The Indianapolis-based chain is pursuing a judgment of more than $3.6 million against the former franchisees after a Hamilton County judge in December tossed civil claims that the chain committed fraud.
The franchisees filed a lawsuit in June 2008, saying Noble Roman’s misled them about the costs and profit potential of the restaurants. The former franchise locations, in several states including Kentucky, Missouri and California, have since closed.
The chain argued the franchisees were entirely at fault for their own failures, thanks to “mismanagement and incompetence.” Yet the chain has acknowledged that its effort to quickly open hundreds of stand-alone, dual-branded Noble Roman’s and Tuscano’s locations did not work out as hoped.
"This has been a long and expensive lawsuit but we are pleased the court has recognized that the allegations of fraud against the company and its officers were without merit," company president A. Scott Mobley wrote in an e-mail.
The franchises were seeking more than $8 million in damages, a sum that could have left Noble Roman's insolvent. The chain, which operates in 45 states, has a market value of just $20 million. Noble Roman's shares closed at $1.05 apiece on Friday.
Hamilton County Superior Court Judge Steven R. Nation wrote that the franchisees had "no reasonable right" to rely on the chain's verbal sales pitch.
"There was an acknowledgment in the franchise agreement that plaintiff understood and acknowledged the obligation to conduct an independent investigation and the business involved a substantial risk," Nation wrote in the ruling on Dec. 23, 2010.

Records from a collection
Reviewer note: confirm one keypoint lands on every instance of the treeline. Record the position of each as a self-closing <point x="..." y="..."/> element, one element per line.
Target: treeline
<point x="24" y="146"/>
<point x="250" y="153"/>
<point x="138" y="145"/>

§ **ASSIGNMENT 1**:
In the article on the Noble Roman's lawsuit, how much in damages were the franchisees seeking?
§ **ASSIGNMENT 2**:
Continue the article on the Noble Roman's lawsuit from the end of its last paragraph.

§ **ANSWER 1**:
More than $8 million.

§ **ANSWER 2**:
Noble Roman’s has reinvented itself several times over the years since launching in the 1970s as a chain of dine-in restaurants. In 1997, after intense competition and rising costs made stand-alone pizza joints difficult to operate profitably, Noble Roman’s turned to franchising and opened about 800 nontraditional outlets in locations such as convenience stores, bowling alleys and hospitals.
The chain sold about 90 dual-format franchises between 2006 and 2008 and 55 of them opened, but at least half have since closed.
“The franchisees were misled into buying a concept that was not sufficiently tested,” franchisee attorney P. Adam Davis of locally based Davis & Sarbinoff LLP told IBJ in August 2009. “They were in fact the guinea pigs. And that’s not what you buy a franchise for. The point is that you’re getting a tested and proven concept."
Davis, who took over the case after Nation revoked the temporary admission of attorney David M. Duree of Illinois, was not available to discuss the judge's ruling.
Noble Roman's latest reinvention involves a new offering of take-and-bake pizzas, pasta sauces, deep-dish lasagna and other retail products in grocery stores.